[Task to carry out] All lines in the records that carry the string "books" are to be shown.
Records for the exercise START
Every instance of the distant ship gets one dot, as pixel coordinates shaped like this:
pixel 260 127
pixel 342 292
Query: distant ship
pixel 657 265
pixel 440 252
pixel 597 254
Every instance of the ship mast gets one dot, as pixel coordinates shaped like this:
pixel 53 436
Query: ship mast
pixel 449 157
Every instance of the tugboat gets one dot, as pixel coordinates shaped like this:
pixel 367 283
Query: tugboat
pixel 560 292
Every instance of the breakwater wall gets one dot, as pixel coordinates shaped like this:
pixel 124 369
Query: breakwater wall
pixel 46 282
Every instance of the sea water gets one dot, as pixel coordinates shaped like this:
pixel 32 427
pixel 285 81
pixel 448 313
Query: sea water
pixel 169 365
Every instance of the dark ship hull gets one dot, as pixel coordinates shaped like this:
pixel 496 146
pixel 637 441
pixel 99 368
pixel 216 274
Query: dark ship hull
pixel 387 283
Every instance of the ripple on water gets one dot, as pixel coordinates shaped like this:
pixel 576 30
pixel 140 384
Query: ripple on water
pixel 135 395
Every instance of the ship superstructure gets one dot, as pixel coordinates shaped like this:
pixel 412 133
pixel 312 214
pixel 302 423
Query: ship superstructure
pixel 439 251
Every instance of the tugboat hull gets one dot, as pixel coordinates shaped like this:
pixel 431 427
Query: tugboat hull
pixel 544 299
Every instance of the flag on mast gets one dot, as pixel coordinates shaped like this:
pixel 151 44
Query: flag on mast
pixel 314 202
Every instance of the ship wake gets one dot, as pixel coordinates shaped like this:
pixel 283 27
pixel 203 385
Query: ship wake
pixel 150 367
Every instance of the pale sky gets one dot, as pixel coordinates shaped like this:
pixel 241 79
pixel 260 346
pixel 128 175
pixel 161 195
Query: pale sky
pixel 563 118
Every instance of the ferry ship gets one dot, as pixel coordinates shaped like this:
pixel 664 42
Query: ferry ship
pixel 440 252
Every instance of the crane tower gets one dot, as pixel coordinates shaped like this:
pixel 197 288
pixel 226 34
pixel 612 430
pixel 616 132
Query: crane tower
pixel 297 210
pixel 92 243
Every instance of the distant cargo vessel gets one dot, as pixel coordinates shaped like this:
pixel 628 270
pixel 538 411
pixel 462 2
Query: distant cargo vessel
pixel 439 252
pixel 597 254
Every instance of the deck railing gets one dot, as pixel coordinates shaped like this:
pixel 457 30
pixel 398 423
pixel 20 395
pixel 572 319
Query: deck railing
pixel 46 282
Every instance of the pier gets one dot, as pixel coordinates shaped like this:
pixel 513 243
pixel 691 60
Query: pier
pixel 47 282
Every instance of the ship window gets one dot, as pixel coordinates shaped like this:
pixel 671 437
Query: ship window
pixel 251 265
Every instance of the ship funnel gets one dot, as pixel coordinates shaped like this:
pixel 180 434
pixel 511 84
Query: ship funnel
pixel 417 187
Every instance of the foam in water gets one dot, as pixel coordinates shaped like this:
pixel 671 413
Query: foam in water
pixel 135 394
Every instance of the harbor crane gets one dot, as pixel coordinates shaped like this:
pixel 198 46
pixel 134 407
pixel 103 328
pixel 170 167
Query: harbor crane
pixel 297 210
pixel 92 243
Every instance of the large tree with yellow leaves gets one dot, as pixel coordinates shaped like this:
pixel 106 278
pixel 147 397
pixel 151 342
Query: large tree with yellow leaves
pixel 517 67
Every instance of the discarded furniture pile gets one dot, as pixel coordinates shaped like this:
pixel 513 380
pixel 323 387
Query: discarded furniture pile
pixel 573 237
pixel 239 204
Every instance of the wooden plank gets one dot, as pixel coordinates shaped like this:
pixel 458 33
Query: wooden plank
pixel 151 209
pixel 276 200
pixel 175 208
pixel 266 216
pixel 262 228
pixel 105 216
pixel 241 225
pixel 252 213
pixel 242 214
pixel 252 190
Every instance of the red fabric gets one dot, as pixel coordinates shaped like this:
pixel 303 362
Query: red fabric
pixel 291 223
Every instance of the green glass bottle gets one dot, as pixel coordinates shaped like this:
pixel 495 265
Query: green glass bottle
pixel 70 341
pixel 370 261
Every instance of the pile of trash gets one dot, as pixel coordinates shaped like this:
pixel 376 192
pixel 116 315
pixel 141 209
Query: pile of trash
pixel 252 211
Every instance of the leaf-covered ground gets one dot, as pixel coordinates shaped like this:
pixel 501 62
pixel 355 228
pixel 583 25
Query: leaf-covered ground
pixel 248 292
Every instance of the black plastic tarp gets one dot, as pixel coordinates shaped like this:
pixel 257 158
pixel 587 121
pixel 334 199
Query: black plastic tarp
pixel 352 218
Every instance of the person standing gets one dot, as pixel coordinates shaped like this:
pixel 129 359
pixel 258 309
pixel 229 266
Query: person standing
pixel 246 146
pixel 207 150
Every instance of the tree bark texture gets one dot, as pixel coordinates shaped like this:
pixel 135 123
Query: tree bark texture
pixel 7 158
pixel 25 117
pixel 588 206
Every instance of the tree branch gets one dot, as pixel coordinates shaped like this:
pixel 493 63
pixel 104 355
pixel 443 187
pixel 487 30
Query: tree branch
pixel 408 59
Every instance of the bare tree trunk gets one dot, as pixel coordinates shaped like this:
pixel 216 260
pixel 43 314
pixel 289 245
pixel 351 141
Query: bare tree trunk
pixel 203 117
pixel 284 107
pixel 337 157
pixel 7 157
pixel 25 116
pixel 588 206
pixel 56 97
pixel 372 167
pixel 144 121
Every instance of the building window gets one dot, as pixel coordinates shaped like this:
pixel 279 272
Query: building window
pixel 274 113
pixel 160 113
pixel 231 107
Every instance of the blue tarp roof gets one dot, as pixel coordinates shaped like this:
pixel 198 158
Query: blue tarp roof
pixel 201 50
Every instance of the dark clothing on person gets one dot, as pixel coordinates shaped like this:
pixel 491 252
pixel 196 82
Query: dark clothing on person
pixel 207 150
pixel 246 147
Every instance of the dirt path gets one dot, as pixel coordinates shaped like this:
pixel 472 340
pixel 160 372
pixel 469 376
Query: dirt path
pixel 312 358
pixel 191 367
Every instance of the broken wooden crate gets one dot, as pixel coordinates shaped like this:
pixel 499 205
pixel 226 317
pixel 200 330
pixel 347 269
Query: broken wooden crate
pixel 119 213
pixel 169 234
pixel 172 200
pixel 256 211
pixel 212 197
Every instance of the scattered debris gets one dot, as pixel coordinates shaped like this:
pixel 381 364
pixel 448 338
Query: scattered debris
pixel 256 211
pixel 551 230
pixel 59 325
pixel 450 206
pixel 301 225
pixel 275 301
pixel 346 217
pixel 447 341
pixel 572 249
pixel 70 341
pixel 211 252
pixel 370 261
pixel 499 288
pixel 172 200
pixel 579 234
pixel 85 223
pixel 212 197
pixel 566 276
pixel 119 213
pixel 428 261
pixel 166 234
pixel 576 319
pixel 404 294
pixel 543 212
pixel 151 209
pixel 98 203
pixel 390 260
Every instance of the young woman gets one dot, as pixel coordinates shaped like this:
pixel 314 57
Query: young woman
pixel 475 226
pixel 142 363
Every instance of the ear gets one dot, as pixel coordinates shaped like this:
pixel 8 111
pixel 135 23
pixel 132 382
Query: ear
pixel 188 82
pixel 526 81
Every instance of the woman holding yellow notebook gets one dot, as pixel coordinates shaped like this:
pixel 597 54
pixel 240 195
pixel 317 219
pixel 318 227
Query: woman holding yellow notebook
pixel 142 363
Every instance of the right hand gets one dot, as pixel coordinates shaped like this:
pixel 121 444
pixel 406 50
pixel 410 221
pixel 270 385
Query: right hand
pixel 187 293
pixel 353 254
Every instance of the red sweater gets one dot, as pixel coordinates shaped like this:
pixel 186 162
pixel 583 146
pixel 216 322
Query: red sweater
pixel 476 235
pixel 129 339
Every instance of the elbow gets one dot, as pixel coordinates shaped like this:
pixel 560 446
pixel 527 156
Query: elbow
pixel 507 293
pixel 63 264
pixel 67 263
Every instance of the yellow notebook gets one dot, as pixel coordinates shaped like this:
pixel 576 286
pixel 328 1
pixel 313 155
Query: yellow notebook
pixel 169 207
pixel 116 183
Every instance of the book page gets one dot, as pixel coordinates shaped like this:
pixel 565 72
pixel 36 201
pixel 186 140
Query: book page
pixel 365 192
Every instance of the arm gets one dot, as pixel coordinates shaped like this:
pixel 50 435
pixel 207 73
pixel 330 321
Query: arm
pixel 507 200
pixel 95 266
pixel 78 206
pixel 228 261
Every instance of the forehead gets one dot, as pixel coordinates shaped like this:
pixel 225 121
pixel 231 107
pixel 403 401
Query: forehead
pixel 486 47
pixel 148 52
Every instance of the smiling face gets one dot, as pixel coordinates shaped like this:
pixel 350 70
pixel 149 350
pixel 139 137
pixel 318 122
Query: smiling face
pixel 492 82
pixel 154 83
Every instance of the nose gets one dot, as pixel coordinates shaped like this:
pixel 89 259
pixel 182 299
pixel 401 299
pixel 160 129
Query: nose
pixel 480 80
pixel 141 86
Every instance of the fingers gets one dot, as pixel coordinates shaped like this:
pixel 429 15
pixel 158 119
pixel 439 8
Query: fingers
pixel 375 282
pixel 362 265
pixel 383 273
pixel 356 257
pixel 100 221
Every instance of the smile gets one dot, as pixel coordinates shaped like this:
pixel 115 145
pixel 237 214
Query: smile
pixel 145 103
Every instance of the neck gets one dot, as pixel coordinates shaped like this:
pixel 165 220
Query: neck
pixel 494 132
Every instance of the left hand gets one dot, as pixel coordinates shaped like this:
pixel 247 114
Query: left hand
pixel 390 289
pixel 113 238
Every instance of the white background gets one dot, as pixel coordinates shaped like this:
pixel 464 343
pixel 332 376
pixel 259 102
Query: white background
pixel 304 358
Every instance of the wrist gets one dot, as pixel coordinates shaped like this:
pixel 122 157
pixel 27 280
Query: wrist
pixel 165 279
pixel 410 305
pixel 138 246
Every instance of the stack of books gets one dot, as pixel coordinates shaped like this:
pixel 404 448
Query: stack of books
Records for the exercise END
[Task solution]
Every instance of the stack of books gets one dot, as pixel coordinates shaped like this:
Query: stack of books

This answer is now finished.